▸ EXCERPT PROVIDED:
This country-wide study shows that between 2001 and 2007, the treatment of AMI patients improved in the tertiary and secondary care hospitals in Estonia, although the rates of reperfusion and revascularization increased mainly in the tertiary care setting. At the same time, improvements in the treatment did not translate into significantly lower mortality within the hospital types even after accounting of the differences in the baseline characteristics. Instead, in 2007, a marked mortality gap can be observed between the tertiary and the secondary care hospitals.
The positive trend in AMI treatment during hospitalization has also been reported by previous studies [9–14, 17–19]. The observed improvements in Estonia are probably connected to better access to coronary intervention facilities, the release of new European and Estonian guidelines during the study period, and the launching of several training programs by the Estonian Society of Cardiology [3–7].

▸ Saved entries:

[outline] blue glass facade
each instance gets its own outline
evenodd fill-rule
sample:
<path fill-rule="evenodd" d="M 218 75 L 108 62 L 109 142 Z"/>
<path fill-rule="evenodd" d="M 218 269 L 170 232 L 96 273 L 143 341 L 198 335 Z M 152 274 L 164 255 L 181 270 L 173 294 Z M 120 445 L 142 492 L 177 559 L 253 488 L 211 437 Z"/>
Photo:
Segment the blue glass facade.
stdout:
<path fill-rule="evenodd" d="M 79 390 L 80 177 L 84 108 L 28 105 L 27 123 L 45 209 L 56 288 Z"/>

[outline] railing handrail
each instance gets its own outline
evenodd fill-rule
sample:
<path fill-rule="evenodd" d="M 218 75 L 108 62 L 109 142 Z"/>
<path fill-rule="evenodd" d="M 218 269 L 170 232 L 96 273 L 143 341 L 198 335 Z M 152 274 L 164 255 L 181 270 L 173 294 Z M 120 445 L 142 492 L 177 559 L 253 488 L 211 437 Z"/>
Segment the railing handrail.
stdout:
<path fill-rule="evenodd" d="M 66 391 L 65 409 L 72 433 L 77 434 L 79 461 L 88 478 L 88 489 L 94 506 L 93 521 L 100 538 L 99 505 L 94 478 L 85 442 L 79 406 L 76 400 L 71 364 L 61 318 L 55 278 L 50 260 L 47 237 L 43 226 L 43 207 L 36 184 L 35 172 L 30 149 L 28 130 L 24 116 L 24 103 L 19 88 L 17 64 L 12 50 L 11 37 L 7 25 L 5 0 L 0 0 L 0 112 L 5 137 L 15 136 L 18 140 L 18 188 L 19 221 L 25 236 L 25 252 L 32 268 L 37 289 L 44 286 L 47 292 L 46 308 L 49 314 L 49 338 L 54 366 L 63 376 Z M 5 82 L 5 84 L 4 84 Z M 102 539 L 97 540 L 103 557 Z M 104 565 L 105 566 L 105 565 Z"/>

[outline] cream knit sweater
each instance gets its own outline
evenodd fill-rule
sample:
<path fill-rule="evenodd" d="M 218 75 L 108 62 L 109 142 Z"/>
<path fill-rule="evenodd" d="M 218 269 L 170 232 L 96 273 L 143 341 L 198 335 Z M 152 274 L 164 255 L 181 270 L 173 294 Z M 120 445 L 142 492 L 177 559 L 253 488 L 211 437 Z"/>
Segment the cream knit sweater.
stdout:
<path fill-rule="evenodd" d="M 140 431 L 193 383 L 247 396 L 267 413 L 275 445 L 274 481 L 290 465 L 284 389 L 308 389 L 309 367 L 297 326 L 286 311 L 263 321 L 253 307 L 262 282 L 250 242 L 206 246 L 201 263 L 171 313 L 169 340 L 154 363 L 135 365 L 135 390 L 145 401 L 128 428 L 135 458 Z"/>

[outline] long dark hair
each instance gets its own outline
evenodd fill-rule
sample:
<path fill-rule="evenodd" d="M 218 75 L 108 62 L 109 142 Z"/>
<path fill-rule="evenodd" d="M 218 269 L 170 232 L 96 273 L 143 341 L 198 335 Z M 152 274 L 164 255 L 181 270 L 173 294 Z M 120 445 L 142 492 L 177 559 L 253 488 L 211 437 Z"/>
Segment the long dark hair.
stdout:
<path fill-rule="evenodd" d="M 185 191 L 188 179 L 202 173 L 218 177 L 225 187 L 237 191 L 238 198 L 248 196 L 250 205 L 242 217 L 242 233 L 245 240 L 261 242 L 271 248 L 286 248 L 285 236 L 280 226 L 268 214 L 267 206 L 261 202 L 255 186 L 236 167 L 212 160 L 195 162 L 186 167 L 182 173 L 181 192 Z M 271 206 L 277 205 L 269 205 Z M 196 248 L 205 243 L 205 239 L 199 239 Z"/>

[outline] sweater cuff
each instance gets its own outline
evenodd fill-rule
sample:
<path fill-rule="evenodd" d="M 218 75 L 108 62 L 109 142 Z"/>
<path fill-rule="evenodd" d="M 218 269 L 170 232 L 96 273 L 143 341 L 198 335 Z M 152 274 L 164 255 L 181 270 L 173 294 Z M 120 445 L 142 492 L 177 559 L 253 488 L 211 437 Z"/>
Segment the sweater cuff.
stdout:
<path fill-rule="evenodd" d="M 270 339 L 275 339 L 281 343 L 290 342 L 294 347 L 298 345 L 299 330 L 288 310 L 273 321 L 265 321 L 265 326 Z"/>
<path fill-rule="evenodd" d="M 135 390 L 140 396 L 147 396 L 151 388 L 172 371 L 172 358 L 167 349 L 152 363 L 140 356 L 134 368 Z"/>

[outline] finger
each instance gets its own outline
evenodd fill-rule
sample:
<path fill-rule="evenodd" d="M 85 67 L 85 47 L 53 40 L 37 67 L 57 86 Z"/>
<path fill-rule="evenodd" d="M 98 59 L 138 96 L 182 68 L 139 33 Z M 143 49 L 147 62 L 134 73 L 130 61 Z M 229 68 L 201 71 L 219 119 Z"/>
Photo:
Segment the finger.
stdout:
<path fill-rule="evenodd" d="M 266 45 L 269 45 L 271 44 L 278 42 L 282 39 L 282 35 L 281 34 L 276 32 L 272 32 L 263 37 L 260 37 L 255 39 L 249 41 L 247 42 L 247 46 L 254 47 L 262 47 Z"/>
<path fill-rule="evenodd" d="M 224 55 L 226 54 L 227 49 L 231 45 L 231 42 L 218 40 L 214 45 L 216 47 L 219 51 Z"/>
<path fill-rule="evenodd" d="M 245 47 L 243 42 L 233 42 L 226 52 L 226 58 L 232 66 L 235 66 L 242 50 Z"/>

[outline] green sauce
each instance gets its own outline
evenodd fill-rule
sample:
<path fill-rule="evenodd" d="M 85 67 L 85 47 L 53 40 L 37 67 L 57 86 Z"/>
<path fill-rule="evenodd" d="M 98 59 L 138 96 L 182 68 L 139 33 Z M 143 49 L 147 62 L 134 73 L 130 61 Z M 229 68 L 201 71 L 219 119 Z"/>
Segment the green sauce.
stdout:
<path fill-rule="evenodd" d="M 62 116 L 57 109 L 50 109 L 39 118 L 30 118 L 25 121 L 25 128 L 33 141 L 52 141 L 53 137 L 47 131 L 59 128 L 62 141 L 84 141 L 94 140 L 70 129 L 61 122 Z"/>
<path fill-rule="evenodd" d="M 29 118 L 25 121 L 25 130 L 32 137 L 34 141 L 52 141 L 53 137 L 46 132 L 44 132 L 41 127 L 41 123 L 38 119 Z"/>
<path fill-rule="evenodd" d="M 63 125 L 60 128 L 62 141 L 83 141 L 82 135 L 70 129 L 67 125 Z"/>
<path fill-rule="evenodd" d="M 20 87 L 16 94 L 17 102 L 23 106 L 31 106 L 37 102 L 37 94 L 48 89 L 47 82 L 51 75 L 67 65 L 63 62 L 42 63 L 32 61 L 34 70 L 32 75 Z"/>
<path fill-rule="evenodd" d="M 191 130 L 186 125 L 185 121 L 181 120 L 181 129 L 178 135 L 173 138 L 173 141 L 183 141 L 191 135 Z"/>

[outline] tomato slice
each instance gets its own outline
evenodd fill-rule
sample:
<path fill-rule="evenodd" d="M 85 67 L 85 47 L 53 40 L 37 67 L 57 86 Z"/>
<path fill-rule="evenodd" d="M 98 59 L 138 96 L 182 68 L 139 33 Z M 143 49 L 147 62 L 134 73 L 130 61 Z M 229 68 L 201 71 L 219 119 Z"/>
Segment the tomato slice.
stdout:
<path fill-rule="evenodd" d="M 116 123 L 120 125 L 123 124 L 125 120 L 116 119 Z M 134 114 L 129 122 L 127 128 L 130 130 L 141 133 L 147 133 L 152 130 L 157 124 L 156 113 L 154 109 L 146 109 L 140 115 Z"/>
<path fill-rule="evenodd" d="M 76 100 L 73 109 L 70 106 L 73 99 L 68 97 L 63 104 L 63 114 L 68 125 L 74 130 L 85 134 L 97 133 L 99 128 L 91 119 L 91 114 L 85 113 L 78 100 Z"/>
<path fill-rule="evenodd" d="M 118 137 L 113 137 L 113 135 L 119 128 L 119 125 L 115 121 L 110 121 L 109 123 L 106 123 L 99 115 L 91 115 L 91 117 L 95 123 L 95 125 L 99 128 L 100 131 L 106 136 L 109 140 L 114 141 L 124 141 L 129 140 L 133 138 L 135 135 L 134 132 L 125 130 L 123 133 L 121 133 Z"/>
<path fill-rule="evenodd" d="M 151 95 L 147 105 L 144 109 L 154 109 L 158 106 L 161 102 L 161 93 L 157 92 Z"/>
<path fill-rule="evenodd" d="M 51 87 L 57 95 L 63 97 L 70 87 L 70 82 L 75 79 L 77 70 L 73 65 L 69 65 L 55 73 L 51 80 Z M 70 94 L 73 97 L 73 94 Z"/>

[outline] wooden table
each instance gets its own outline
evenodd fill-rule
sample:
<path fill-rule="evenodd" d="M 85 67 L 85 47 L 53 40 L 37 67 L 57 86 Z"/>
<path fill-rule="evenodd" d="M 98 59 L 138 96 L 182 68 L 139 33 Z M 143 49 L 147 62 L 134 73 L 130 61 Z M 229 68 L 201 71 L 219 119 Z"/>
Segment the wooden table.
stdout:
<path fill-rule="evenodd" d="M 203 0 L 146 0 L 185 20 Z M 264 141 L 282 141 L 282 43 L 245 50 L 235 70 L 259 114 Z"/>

▸ PROMPT A:
Using the passage on AMI treatment in Estonia, answer each question briefly:
(i) Which years frame the study period?
(ii) In which hospital setting did rates of reperfusion and revascularization mainly increase?
(iii) Which organization launched several training programs?
▸ PROMPT B: Retype the part of the passage on AMI treatment in Estonia starting at "This country-wide study" and ending at "secondary care hospitals.".

▸ EXERCISE ANSWER A:
(i) 2001 and 2007
(ii) The tertiary care setting
(iii) The Estonian Society of Cardiology

▸ EXERCISE ANSWER B:
This country-wide study shows that between 2001 and 2007, the treatment of AMI patients improved in the tertiary and secondary care hospitals in Estonia, although the rates of reperfusion and revascularization increased mainly in the tertiary care setting. At the same time, improvements in the treatment did not translate into significantly lower mortality within the hospital types even after accounting of the differences in the baseline characteristics. Instead, in 2007, a marked mortality gap can be observed between the tertiary and the secondary care hospitals.